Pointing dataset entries
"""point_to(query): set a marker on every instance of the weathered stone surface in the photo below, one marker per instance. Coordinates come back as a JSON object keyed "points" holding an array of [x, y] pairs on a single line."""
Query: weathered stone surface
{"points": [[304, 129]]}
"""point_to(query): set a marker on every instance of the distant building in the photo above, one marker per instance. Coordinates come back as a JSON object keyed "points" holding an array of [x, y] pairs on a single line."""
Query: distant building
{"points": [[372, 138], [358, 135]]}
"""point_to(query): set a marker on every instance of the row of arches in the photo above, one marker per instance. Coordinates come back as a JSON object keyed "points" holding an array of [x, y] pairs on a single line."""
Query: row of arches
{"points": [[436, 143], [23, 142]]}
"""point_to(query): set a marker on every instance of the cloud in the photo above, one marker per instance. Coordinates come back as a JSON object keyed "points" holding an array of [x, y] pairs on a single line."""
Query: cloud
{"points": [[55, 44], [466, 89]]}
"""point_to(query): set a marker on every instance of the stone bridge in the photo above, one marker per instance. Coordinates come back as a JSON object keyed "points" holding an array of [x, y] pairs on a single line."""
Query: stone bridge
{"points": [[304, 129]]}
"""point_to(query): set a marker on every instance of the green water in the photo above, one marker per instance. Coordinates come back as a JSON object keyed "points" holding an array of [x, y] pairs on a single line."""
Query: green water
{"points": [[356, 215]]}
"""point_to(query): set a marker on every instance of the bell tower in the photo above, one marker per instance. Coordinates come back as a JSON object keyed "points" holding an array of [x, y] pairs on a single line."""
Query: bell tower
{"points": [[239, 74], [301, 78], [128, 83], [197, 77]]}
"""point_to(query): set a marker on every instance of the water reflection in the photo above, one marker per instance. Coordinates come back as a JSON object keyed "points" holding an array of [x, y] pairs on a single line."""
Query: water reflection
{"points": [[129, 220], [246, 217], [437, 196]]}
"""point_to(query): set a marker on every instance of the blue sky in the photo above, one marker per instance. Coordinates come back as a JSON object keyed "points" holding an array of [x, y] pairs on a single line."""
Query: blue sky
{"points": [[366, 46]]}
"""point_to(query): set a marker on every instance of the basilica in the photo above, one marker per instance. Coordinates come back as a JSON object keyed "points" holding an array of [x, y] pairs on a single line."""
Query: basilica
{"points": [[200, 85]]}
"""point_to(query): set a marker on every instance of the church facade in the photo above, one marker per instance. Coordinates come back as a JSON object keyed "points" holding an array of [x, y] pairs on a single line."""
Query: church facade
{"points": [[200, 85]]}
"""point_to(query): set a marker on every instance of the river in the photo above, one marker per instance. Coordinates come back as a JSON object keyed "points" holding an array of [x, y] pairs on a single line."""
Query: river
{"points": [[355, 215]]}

| WHAT TO WORK ON |
Reproduce the stretch from the line containing "of the basilica" through the end of the entries, swapping every "instance" for "occurrence" and keeping everything else unchanged.

| TASK RESULT |
"""point_to(query): set a marker on every occurrence of the basilica in the photo above, one marker per occurrence. Coordinates come back as a JSON object keyed "points" holding an array of [x, y] pairs on a single line."""
Query: basilica
{"points": [[200, 85]]}
"""point_to(query): set a marker on every occurrence of the church facade in the photo above, one marker per occurrence. Coordinates come back as a JSON object keyed "points" holding an array of [x, y] pairs on a single line."""
Query: church facade
{"points": [[200, 85]]}
"""point_to(query): set a marker on every occurrence of the river in the photo above, one marker per occurrence. Coordinates come back as a JSON object keyed "points" holding an array of [x, y] pairs on a single line."""
Query: river
{"points": [[355, 215]]}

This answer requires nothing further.